▶ [GIVEN PROBLEM]: Write out all of the lines below, exactly and completely.

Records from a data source

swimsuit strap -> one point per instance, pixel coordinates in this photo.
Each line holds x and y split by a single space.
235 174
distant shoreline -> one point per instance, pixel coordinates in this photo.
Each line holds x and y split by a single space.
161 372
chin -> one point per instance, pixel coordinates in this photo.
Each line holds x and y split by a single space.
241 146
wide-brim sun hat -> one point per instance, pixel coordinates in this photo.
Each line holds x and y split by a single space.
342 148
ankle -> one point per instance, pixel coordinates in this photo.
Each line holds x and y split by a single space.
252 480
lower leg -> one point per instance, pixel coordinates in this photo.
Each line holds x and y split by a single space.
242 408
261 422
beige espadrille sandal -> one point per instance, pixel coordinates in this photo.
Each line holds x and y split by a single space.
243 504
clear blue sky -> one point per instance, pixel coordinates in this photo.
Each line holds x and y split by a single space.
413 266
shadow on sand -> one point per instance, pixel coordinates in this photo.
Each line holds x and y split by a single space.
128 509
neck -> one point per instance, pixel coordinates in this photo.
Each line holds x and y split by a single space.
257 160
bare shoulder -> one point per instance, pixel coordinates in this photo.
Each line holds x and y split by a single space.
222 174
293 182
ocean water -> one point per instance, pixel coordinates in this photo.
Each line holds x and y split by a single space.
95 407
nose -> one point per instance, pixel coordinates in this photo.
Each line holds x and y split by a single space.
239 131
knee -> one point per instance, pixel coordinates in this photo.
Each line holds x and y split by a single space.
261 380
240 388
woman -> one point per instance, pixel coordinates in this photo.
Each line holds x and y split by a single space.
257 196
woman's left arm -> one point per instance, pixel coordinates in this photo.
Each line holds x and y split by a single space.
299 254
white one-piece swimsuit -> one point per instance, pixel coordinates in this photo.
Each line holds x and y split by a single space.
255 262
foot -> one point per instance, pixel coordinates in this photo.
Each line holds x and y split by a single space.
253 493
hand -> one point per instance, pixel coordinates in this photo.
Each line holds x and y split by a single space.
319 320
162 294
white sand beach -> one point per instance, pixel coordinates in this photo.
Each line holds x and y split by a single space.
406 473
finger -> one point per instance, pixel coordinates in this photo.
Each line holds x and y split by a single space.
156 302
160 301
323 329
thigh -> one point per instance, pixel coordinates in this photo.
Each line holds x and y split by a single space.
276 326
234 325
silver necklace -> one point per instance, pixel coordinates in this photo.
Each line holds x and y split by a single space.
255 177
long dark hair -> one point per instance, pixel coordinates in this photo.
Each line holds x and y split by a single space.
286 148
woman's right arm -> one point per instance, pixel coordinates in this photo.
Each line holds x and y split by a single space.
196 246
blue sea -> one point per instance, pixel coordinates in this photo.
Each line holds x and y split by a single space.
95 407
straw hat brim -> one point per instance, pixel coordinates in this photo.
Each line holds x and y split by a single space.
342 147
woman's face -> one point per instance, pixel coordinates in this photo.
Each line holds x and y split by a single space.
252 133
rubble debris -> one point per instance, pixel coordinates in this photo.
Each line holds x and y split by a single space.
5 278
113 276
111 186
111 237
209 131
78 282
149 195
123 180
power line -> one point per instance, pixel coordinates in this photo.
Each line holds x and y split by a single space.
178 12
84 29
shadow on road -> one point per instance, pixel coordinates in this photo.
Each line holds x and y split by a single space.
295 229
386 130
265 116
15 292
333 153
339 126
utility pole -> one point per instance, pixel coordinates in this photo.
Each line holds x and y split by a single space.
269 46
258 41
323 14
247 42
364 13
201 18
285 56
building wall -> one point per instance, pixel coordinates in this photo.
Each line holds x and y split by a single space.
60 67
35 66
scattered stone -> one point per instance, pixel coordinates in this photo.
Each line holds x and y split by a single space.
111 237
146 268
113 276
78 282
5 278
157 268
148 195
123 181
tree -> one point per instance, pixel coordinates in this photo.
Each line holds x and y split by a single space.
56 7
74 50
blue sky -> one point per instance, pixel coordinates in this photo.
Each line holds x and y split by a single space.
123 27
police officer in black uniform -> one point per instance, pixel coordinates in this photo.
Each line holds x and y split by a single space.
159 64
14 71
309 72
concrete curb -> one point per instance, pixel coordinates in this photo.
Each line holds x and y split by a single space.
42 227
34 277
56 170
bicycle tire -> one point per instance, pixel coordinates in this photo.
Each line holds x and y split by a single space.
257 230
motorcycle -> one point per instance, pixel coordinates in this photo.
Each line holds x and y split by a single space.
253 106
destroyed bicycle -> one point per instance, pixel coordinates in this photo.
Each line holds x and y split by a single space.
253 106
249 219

▶ [RESPONSE FOR THIS EXERCISE]:
swimsuit strap -> one point per instance, pixel coordinates in this photo.
Each line holds x and y split by a single space.
235 174
distant shoreline -> one point per instance, pixel coordinates in this photo.
Each line holds x and y split by a single space.
161 372
chin -> one point per instance, pixel coordinates in this photo.
Each line holds x and y split by a single space.
241 146
wide-brim sun hat -> one point per instance, pixel coordinates in this photo.
Each line holds x and y split by a single space.
342 148
ankle -> one point per instance, pixel coordinates in this photo.
Each line holds x and y split by a single space.
252 480
lower leg -> one point per instance, pixel coordinates in this photo.
Each line holds x and y split by a single space.
242 408
261 422
beige espadrille sandal -> one point per instance, pixel coordinates in this photo.
Each line holds x and y split by a single space.
243 504
clear blue sky -> one point per instance, pixel coordinates in this photo.
Each line holds x and y split by a single space.
413 266
shadow on sand -> one point per instance, pixel coordinates in this photo.
Each line holds x and y split by a single space.
128 509
neck -> one point per instance, pixel coordinates in this photo.
Each line holds x and y split by a single space.
257 160
bare shoulder -> one point per instance, pixel coordinates in this photo.
Each line holds x and y split by a single space.
222 174
293 182
ocean water -> one point per instance, pixel coordinates in this photo.
Each line holds x and y split by a single space.
95 407
nose -> one point per instance, pixel coordinates in this photo.
Each line holds x and y split by a single space.
239 131
knee -> one point per instance, pixel coordinates in this photo.
Each line holds x and y split by a single space.
261 380
240 388
woman -> one point per instance, pixel coordinates in this photo.
Each line holds x and y split by a single space.
257 196
woman's left arm -> one point per instance, pixel coordinates in this photo.
Each line holds x and y split by a single space.
299 254
white one-piece swimsuit -> one point per instance, pixel coordinates in this photo.
Each line holds x and y split by a single space.
255 262
foot -> one point per instance, pixel coordinates in this photo.
Each line holds x and y split by a single space.
253 493
hand -> one point per instance, pixel coordinates in this photo.
Each line holds x and y split by a single space.
319 320
162 294
white sand beach -> one point per instance, pixel coordinates in this photo.
Each line holds x and y split by a single space.
406 473
finger -> one point per instance, pixel coordinates in this photo.
Each line holds x and y split by a single space.
156 302
160 301
323 329
thigh -> one point per instance, pixel coordinates in this photo.
Each line holds x and y split by a single space.
276 326
234 325
silver necklace -> one point per instance, pixel coordinates in this photo.
Each line holds x and y split by a single space.
255 177
long dark hair -> one point per instance, pixel coordinates in this photo.
Each line holds x and y split by a single space.
286 148
woman's right arm -> one point per instance, pixel coordinates in this photo.
Each line holds x and y split by a single space.
196 246
blue sea -> one point per instance, pixel coordinates in this photo.
Each line holds x and y split by a single space.
95 407
straw hat brim -> one point per instance, pixel coordinates in this photo.
Each line holds x and y split by a single space.
342 147
woman's face -> one point per instance, pixel coordinates in this photo.
Each line holds x and y split by a single space.
252 133
rubble debris -> one point per instance, pixel coordinates in this photo.
Each line holds x and y split by a single space.
5 278
113 276
111 186
111 237
209 131
78 282
149 195
123 180
power line -> one point per instance, pixel coordinates in this photo.
Each line holds x and y split by a single space.
178 12
84 29
shadow on road -> one point per instance, pixel coordinates in this photo.
Each line holds x and y split by a single space.
295 229
386 130
265 116
15 292
333 153
339 126
utility pole -> one point per instance, pixel coordinates in this photo.
Each line holds x and y split by a single space.
269 46
258 41
323 14
247 42
364 13
201 18
285 56
building wall -> one point per instance, pixel coordinates in this photo.
Each line holds x and y split by a single space.
60 67
35 66
scattered stone -> one point per instance, pixel coordinates in this photo.
Each line holds x and y split by a single space.
111 237
146 268
113 276
78 282
5 278
157 268
148 195
123 181
tree -> one point per instance, pixel coordinates in this photo.
Each line holds x and y split by a single space.
56 7
74 50
blue sky -> one point per instance, pixel coordinates in this photo.
Each line holds x and y split by a single space.
123 27
police officer in black uniform -> one point per instance, pixel coordinates in this photo.
Each line holds x and y split by a single space.
159 64
14 71
309 72
concrete curb -> one point per instance, pixel coordinates in this photo.
Each line holds x and y split by a single space.
42 227
34 277
56 170
bicycle tire -> one point per instance, pixel coordinates in this photo.
Each line holds x and y split by a single space.
257 230
motorcycle -> one point per instance, pixel coordinates in this photo.
Each line holds x and y split by a single space.
253 106
destroyed bicycle -> one point per instance, pixel coordinates in this photo.
Each line holds x and y split by a single space.
253 106
249 219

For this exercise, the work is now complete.